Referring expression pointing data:
- - -

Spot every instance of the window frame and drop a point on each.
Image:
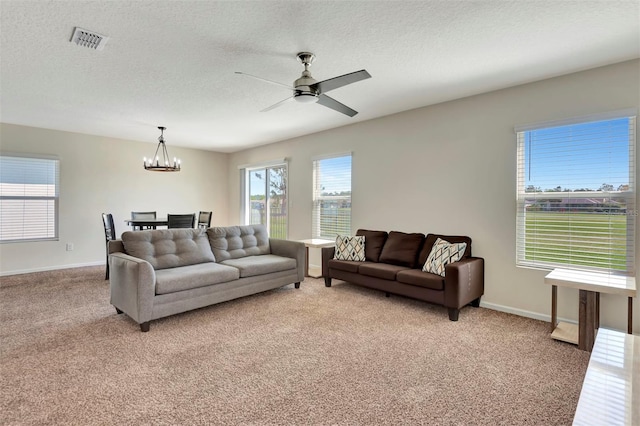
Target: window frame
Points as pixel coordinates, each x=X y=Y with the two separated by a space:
x=318 y=198
x=628 y=195
x=55 y=163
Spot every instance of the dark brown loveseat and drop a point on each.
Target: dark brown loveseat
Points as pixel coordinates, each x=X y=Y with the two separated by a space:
x=393 y=263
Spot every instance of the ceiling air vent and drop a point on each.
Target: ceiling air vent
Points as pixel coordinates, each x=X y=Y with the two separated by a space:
x=88 y=39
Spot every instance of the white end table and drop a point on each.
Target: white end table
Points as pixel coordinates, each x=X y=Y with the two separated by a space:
x=314 y=243
x=590 y=284
x=611 y=389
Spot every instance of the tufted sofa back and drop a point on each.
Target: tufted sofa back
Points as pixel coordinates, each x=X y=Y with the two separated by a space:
x=169 y=248
x=233 y=242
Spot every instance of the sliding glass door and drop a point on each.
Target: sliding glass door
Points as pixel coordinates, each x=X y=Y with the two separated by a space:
x=267 y=199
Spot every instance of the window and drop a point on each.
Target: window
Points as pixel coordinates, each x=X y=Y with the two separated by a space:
x=576 y=195
x=266 y=200
x=332 y=197
x=28 y=198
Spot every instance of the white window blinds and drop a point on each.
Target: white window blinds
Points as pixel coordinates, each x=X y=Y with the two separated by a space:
x=576 y=196
x=332 y=197
x=28 y=198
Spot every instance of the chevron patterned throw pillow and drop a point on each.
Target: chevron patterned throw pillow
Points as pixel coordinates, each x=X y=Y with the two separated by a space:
x=443 y=253
x=349 y=248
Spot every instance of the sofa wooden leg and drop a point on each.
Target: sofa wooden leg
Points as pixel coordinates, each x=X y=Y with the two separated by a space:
x=453 y=314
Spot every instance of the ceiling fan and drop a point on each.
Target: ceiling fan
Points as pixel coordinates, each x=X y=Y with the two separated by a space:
x=307 y=90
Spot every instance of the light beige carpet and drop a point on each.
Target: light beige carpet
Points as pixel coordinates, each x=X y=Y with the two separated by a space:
x=343 y=355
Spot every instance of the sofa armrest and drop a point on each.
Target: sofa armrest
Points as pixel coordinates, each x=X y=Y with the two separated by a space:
x=464 y=282
x=327 y=254
x=133 y=286
x=292 y=249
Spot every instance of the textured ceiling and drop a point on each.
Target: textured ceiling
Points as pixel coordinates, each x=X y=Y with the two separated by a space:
x=172 y=63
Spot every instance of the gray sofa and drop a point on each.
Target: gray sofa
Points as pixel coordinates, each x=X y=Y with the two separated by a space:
x=157 y=273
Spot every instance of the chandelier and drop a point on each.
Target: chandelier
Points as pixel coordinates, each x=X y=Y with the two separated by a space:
x=157 y=164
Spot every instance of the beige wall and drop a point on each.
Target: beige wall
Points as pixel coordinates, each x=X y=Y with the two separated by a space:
x=451 y=168
x=99 y=175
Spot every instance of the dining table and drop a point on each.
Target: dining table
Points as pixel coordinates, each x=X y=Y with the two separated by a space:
x=155 y=222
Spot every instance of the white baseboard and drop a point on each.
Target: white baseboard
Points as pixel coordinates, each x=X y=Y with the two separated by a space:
x=50 y=268
x=522 y=313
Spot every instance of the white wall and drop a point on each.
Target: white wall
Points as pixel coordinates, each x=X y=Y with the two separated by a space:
x=106 y=175
x=451 y=169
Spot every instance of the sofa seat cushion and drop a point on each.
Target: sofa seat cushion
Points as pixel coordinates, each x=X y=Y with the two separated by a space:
x=182 y=278
x=401 y=249
x=234 y=242
x=421 y=279
x=380 y=270
x=344 y=265
x=259 y=265
x=169 y=248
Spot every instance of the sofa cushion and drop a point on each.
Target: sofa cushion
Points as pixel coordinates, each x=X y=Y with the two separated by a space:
x=384 y=271
x=421 y=279
x=431 y=239
x=259 y=265
x=373 y=243
x=402 y=249
x=344 y=265
x=233 y=242
x=349 y=248
x=193 y=276
x=442 y=254
x=169 y=248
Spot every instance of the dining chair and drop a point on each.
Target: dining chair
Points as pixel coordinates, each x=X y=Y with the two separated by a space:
x=143 y=215
x=181 y=220
x=109 y=234
x=204 y=220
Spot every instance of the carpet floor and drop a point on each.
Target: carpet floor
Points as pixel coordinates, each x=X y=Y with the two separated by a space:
x=343 y=355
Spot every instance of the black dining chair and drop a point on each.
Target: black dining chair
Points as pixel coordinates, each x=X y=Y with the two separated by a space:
x=181 y=220
x=143 y=215
x=204 y=219
x=109 y=234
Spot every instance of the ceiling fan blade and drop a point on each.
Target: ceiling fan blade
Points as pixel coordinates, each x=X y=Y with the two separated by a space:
x=343 y=80
x=335 y=105
x=277 y=104
x=264 y=79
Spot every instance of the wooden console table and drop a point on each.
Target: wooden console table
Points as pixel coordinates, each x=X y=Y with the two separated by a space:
x=590 y=284
x=611 y=389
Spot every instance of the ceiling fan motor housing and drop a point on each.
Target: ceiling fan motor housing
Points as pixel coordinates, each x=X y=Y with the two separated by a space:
x=304 y=93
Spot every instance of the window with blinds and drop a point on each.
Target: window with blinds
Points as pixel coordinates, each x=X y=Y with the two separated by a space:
x=576 y=195
x=332 y=197
x=28 y=198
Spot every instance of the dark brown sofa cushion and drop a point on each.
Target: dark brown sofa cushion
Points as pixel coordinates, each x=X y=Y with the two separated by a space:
x=402 y=249
x=345 y=265
x=431 y=239
x=373 y=242
x=421 y=279
x=381 y=270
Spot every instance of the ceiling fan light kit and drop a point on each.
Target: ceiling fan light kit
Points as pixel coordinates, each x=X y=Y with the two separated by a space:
x=307 y=90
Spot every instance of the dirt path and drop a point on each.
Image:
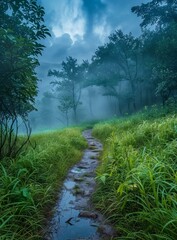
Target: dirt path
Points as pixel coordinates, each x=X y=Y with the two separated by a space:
x=75 y=217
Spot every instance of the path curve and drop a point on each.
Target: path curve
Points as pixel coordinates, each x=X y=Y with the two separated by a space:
x=75 y=217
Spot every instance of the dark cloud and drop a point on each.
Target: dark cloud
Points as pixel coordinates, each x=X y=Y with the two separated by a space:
x=78 y=27
x=93 y=12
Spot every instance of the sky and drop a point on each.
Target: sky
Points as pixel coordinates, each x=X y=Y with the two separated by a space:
x=78 y=27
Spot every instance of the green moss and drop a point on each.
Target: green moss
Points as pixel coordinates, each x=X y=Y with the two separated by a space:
x=139 y=169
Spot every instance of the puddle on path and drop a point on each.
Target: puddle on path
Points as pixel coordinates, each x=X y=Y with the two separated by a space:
x=75 y=218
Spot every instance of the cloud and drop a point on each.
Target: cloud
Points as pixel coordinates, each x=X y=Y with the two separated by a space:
x=78 y=27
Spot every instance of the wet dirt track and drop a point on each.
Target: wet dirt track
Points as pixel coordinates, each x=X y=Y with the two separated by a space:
x=75 y=217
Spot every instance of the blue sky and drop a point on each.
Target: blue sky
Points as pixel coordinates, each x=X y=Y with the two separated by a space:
x=78 y=27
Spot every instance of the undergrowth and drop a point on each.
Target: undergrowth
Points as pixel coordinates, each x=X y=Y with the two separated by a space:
x=29 y=184
x=137 y=178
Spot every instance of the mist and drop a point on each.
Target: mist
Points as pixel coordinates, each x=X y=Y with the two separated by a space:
x=93 y=23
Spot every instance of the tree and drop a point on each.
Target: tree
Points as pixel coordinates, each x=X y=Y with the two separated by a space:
x=22 y=27
x=116 y=62
x=68 y=85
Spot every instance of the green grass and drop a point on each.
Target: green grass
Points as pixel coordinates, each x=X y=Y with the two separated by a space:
x=137 y=177
x=29 y=185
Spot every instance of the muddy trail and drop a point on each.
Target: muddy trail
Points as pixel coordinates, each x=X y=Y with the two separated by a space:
x=75 y=217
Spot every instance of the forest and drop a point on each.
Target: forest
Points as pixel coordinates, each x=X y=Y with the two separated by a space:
x=126 y=93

- - -

Problem
Copy the lines of the entries above that mention "undergrowth".

Result of the exercise
Spot every instance of the undergrowth and drop a point on each.
Target: undergrowth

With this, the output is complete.